::: SOURCE RECORDS

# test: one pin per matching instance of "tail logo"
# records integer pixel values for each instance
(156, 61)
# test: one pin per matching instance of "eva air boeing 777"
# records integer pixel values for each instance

::::::

Write all the entries above as a JSON list of strings, one string per line, leaving out any blank lines.

→ TASK RESPONSE
[
  "# test: one pin per matching instance of \"tail logo\"",
  "# records integer pixel values for each instance",
  "(156, 61)",
  "# test: one pin per matching instance of \"eva air boeing 777\"",
  "# records integer pixel values for each instance"
]